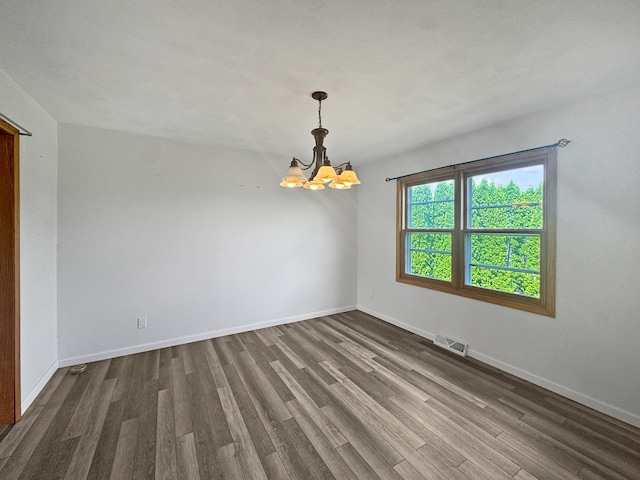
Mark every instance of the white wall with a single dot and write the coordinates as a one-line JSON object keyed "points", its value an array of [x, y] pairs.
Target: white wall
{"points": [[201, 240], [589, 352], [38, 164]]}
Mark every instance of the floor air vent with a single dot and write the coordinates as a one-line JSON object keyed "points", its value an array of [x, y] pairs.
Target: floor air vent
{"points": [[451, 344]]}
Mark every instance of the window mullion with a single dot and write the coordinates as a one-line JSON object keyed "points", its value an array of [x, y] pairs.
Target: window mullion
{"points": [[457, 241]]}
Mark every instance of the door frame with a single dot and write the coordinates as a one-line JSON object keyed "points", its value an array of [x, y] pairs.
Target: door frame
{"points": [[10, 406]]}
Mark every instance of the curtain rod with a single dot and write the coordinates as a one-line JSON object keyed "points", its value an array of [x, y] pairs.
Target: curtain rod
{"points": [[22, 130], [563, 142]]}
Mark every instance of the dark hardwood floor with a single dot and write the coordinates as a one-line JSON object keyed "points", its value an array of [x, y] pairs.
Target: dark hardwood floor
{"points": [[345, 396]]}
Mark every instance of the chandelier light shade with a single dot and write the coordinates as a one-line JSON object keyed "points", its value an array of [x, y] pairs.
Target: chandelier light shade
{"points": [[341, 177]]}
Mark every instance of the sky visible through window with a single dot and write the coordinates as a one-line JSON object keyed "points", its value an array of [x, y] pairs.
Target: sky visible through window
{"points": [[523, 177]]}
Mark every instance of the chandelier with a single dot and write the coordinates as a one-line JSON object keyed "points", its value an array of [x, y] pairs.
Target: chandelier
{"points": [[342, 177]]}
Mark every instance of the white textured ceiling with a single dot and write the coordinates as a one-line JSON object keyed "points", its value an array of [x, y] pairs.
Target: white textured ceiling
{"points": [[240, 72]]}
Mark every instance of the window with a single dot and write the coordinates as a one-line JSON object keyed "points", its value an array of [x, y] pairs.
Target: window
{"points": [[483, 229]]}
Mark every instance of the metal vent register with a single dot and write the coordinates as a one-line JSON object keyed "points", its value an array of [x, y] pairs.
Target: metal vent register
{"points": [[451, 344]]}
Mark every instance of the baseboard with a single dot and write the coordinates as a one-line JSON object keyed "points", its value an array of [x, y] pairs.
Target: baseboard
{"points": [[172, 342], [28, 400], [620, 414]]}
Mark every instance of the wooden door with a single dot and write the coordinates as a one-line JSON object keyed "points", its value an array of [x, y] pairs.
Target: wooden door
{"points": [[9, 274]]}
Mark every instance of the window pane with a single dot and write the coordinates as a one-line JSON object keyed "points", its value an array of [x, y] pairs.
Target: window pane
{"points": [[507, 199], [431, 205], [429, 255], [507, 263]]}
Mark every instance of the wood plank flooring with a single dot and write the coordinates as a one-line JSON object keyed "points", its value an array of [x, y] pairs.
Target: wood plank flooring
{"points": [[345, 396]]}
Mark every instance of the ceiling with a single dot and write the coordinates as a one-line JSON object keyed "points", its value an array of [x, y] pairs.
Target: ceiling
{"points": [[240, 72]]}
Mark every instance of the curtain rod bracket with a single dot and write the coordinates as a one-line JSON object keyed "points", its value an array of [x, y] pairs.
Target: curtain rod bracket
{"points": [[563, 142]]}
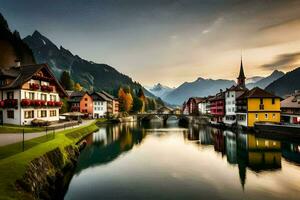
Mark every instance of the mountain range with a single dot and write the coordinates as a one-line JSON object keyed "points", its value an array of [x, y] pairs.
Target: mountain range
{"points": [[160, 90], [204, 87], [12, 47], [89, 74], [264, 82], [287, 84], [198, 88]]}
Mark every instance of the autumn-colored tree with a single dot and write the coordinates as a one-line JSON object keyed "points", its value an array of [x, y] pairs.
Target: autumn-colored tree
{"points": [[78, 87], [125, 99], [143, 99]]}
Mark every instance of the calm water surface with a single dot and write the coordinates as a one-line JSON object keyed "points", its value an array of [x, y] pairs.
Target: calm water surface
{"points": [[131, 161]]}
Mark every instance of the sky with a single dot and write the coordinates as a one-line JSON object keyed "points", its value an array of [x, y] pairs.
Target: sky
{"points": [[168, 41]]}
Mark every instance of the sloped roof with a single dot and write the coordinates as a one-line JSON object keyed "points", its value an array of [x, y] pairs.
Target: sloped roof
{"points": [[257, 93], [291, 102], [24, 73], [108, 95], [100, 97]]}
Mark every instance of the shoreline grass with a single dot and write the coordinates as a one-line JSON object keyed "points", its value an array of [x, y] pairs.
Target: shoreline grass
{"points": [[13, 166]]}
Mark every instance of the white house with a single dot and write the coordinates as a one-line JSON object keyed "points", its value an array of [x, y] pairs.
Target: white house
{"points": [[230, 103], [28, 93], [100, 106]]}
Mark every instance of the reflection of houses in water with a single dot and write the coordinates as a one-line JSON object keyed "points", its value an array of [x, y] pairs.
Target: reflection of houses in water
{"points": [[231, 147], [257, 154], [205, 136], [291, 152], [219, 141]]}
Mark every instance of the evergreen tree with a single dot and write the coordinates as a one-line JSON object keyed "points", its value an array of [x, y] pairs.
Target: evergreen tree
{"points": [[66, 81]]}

*Prompt*: Give the records again exactly as they stand, so that only the pictures are missing.

*Result for this exercise*:
Mark every instance of the white wall with a single dot and write the coordinates as a one-line JSON object keyed "points", its value an array of [x, y] pairs.
Target: white wall
{"points": [[201, 240], [589, 352], [38, 164]]}
Mark every instance of the floor air vent with a single dot and write the coordinates as a one-line JSON object keyed "points", its value an array of [x, y] pairs.
Target: floor air vent
{"points": [[451, 344]]}
Mark every instance of the window mullion with a single dot and write the coordinates as a one-line JSON object keyed "points", its value an array of [x, y] pairs.
Target: window mullion
{"points": [[457, 241]]}
Mark every instance of the door frame with a single dot and write the coordinates as a one-line JSON object keyed "points", its value an array of [x, y] pairs.
Target: door frame
{"points": [[10, 406]]}
Mark every instance of the curtain rod with a single dot and write the coordinates as a one-line JSON object keyed "points", its value an array of [x, y] pairs.
Target: curtain rod
{"points": [[22, 130], [563, 142]]}
Mark every instance of the dark hardwood floor with a single dot and write the coordinates as a one-line JSON object keyed "points", its value an array of [x, y] pairs.
Target: dark hardwood floor
{"points": [[345, 396]]}
Mark every instance of the chandelier light shade with a single dot and write the coordinates as a one-line JSON object keyed "points", its value an array of [x, y] pairs.
Target: chandelier light shade
{"points": [[341, 177]]}
Mark every instance of the sky visible through window with a single dot and write the coordinates as a one-line JSON object keyed "points", its value an array of [x, y] pairs.
Target: sky visible through window
{"points": [[523, 177]]}
Mark every instance of the chandelier with a single dot and write the coordinates as a one-line JSON object keyed "points", its value an array of [x, y] pairs.
Target: chandelier
{"points": [[342, 177]]}
Mark every instance of the white textured ceiling with a single dot and write the coordinates as a one-line JSON object keyed "points", its value an array of [x, y] pairs.
Target: white textured ceiling
{"points": [[240, 72]]}
Mark every instance of the window with a single dot and write the coordinates as a one-line JSON object keyed "points", its value an array of [x, y] pairs.
Target: window
{"points": [[483, 229]]}
Mark every instance of the metal vent register with a single dot and write the coordinates as a one-line JSON object keyed "points", its value an array of [x, y] pairs.
Target: metal vent register
{"points": [[451, 344]]}
Mark every instance of the baseboard with a single dot and write the coordinates as a one-line JSON object keyed "points", its value an array of [x, y] pairs.
Target: baseboard
{"points": [[172, 342], [28, 400], [620, 414]]}
Mark every instance of the wooden door with a single dot and write the coordinates as a one-line JSON object keyed "points", its value an array of [x, y] pairs.
Target: wooden door
{"points": [[9, 274]]}
Mark every instance of the window pane with a single dot and write the coordinates as a one-line JSON object keyed "points", its value an array of [x, y] pairs.
Target: window pane
{"points": [[507, 199], [431, 205], [429, 255], [507, 263]]}
Mark every instance of the wood plank flooring with a single dot and write the coordinates as a one-line JSON object keyed "points", its value an array of [x, y] pairs.
Target: wood plank flooring
{"points": [[345, 396]]}
Mark every instance of the ceiling with a single dot and write the coordinates as a one-line JSON object keyed "points", its value an array of [x, y] pairs.
Target: ceiling
{"points": [[240, 72]]}
Mark every instance of the curtain rod bracket with a single dot and write the coordinates as a one-line JSON object keyed "points", its value an array of [x, y] pairs.
Target: curtain rod bracket
{"points": [[563, 142]]}
Mark every instance of the mountain range with a single dot and write the coordinates as a one-line JSON object keyed "points", its value an array of [x, y] pairs.
Target: mountain range
{"points": [[160, 90], [204, 87], [12, 47], [89, 74], [264, 82], [287, 84], [198, 88]]}
Mark every instance of the autumn-colored tree with a single dot and write the coordinates as a one-line JSON object keyed "points", its value an array of [x, y] pairs.
Target: autumn-colored tree
{"points": [[78, 87], [125, 99], [143, 99]]}
Mark every instance of the calm water surface with a single dot and write the coordinates as a one-line JSON object keyed "points", its value an array of [x, y] pairs.
Target: calm water surface
{"points": [[131, 161]]}
Mark every instance of the sky with a single dot and write the coordinates as a one-line JSON object keyed "points", its value an array of [x, y] pairs.
Target: sky
{"points": [[168, 41]]}
Mark every instance of the sloped roof with a single dot and write the coordinates as a one-line JSON object keyed "points", its value an array of [x, y] pairs.
Target: sloped roof
{"points": [[257, 93], [291, 102], [24, 73], [108, 95], [100, 97]]}
Mark every instance of the shoreline grass with a single dot and write the coordinates as a one-line JSON object keyed "points", its value an array of [x, y] pairs.
Target: shoreline grass
{"points": [[13, 166]]}
Mark every instance of the white house with a single dot and write the coordinates as a one-line JSON object keyed "points", its value an array of [x, y] pairs.
Target: white house
{"points": [[230, 103], [28, 93], [100, 106]]}
Mark every instance of the reflection of houses in water with a single dot and write the coordinates as a one-line JSON object keyed "points", its value an array of [x, y] pairs.
Target: reflection of houses in water
{"points": [[231, 147], [257, 154], [205, 136], [291, 152], [219, 141]]}
Mark every instance of the evergreen tree with a single dot and write the coordinates as a one-line JSON object keyed "points", its value an array of [x, y] pairs.
Target: evergreen tree
{"points": [[66, 81]]}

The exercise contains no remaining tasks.